Information shown: Begin
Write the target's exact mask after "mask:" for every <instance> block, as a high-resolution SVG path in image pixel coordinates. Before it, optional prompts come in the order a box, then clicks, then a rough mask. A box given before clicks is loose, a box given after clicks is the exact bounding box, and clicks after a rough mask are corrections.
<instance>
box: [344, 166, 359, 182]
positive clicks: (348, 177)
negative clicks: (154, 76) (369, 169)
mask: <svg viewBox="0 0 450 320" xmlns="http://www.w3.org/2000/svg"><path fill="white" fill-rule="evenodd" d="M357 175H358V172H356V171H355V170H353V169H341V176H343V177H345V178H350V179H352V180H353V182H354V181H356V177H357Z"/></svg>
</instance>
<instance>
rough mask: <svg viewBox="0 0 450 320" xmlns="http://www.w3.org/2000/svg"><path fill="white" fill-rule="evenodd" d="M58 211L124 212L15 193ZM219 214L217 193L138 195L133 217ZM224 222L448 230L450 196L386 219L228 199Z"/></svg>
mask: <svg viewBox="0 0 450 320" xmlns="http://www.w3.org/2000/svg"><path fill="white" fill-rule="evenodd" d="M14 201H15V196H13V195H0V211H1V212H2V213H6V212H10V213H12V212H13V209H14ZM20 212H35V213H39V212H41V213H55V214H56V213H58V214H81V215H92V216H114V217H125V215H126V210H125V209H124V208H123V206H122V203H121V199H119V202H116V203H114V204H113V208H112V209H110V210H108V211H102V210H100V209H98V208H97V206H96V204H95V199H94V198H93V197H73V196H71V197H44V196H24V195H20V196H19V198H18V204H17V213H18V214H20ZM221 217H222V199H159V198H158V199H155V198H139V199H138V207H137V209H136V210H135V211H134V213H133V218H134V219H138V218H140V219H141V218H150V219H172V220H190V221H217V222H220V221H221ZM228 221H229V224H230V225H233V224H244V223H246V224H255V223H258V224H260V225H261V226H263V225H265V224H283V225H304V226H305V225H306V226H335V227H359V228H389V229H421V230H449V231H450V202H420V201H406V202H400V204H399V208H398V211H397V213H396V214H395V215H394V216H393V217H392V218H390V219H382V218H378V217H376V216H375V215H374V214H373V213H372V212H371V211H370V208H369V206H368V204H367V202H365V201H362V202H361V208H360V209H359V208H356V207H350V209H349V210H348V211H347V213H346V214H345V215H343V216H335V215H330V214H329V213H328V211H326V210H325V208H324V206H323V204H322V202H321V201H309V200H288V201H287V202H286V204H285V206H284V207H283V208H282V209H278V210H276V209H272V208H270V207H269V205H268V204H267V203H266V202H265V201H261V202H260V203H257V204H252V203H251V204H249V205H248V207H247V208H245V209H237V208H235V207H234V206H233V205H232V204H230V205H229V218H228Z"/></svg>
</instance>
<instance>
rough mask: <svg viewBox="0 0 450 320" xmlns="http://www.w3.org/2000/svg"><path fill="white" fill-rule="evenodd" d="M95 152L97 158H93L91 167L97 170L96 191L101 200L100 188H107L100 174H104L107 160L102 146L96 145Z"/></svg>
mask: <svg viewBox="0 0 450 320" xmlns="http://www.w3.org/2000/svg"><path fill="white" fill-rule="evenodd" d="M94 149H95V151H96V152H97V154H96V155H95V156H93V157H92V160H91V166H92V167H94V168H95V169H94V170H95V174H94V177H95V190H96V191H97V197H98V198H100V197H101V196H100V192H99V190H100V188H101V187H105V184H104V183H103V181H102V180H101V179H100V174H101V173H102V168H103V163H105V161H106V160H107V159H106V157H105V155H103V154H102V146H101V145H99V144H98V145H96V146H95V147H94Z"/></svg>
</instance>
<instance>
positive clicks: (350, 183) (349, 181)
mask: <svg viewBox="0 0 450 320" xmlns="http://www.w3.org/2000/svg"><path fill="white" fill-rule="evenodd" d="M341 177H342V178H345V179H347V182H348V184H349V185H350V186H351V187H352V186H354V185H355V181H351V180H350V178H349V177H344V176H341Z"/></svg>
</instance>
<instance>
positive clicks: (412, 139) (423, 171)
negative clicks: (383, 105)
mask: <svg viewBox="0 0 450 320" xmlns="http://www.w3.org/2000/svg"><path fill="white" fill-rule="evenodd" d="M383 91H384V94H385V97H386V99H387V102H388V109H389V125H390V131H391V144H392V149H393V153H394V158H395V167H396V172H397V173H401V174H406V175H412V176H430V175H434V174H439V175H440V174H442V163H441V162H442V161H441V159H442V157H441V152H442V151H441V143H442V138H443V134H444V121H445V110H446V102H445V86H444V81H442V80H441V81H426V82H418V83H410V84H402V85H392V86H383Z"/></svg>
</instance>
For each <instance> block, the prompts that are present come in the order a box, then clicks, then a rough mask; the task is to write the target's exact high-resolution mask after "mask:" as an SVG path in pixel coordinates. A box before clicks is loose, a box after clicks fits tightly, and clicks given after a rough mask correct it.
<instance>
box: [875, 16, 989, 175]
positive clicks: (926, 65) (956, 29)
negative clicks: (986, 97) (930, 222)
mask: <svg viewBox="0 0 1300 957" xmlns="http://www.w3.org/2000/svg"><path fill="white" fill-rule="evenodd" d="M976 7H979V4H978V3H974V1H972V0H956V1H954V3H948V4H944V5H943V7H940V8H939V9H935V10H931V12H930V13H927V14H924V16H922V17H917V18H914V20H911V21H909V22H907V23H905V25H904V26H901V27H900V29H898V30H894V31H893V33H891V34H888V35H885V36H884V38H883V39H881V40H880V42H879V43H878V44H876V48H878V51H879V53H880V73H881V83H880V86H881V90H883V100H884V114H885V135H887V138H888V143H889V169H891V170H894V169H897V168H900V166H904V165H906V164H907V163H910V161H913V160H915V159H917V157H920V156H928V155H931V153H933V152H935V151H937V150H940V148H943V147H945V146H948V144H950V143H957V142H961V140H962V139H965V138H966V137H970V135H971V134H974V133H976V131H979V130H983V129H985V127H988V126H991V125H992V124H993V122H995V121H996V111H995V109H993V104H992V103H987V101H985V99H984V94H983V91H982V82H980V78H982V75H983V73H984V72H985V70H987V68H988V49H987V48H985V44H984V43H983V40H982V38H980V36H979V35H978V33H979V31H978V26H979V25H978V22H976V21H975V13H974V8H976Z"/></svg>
Information shown: End
### What to produce:
Copy the line containing "box: [875, 16, 989, 175]" exactly. Then copy every line after it through the end of the listing, and nothing more.

### Answer section:
box: [875, 16, 989, 175]
positive clicks: (926, 65) (956, 29)
negative clicks: (986, 97) (930, 222)
mask: <svg viewBox="0 0 1300 957" xmlns="http://www.w3.org/2000/svg"><path fill="white" fill-rule="evenodd" d="M976 7H979V4H978V3H974V1H972V0H956V1H954V3H948V4H944V5H943V7H940V8H939V9H935V10H931V12H930V13H927V14H924V16H922V17H917V18H914V20H911V21H909V22H907V23H905V25H904V26H901V27H900V29H898V30H894V31H893V33H891V34H888V35H885V36H884V38H883V39H881V40H880V42H879V43H878V44H876V48H878V51H879V53H880V73H881V83H880V86H881V90H883V100H884V114H885V135H887V138H888V143H889V169H891V170H894V169H897V168H900V166H904V165H906V164H907V163H910V161H913V160H915V159H917V157H920V156H928V155H931V153H933V152H935V151H937V150H940V148H943V147H945V146H948V144H950V143H957V142H961V140H962V139H965V138H966V137H970V135H971V134H974V133H976V131H979V130H983V129H985V127H988V126H991V125H992V124H993V122H995V121H996V111H995V109H993V104H992V103H987V101H985V99H984V94H983V91H982V82H980V78H982V75H983V73H984V72H985V70H987V68H988V49H987V48H985V44H984V43H983V40H982V38H980V36H979V35H978V33H979V31H978V26H979V25H978V22H976V21H975V13H974V8H976Z"/></svg>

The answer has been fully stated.